Although ellipticals normally appear to be mostly featureless systems, more recent deep photometrical analyses showed these galaxies to have complex underlying structures, which include disks, spiral arms, and irregular features (Jerjen, Kalnajs & Binggeli, 2000; Barazza, Binggeli & Jerjen, 2002; Geha, Guhathakurta & van der Marel, 2003; Graham & Guzm´an, 2003; De Rijcke et al., 2003a; Lisker, Grebel & Binggeli, 2006). Peng et al. (2002) showed, by means of photometric decomposition, that giant elliptical galaxies are characterized by the presence of underlying bars, disks, nuclear and gas structures. For dwarf galaxies, Lisker, Grebel & Binggeli (2006) and Lisker et al. (2006, 2007a) conducted a morphological study, in which they applied unsharp masking and performed surface photometry to search for any underlying morphological features. From a sample of 413 Virgo cluster dEs, they found that up to 88% could be classified as normal, of which 51% are nucleated and the remainder weakly to none nucleated. Up to 13% of their sample were found to contain disk features and 5% blue central regions. From these sub-classes it was also noticed that nucleated dEs tends to be more relaxed compared to the more unrelaxed non-nucleated dEs, which could be an indication of a formation scenario involving in-falling progenitor galaxies. It was also found
1.2. Dwarf elliptical galaxies 9 that non-nucleated dEs in the Fornax and Coma clusters are younger with higher metallicities compared to nucleated dEs (Rakos & Schombert, 2004).

────────────────────

CHALLENGE 1:
Count the lines in the rows below that contain the string "report", treating uppercase and lowercase as distinct. Give only the number.

(Point annotation dataset records)

────────────────────

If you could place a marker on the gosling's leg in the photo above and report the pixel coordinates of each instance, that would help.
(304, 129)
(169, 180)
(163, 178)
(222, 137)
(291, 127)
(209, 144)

────────────────────

CHALLENGE 2:
Carry on the passage about dwarf elliptical galaxies from the point where it stops.

TASK RESULT 1:
1

TASK RESULT 2:
Similarly to the discussion about a discontinuity in the morphological properties between giant and dwarf elliptical galaxies, the photometric relations (eg., the colour-magnitude relation), also appear to show a dichotomy between the two classes (de Vaucouleurs, 1961; Caldwell, 1983). A strong relation exists for ETGs between the optical colours and luminosities, where more luminous galaxies have redder colours (Baum, 1959; de Vaucouleurs, 1961; Caldwell, 1983; Lisker, Grebel & Binggeli, 2008). The colour-magnitude relation for nucleated early-type dwarfs was found to differ significantly compared to that of non-nucleated dwarfs (Lisker, Grebel & Binggeli, 2008). This revealed that the formation scenarios could in fact be different for nucleated and non-nucleated sub-classes of dwarf early-type galaxies.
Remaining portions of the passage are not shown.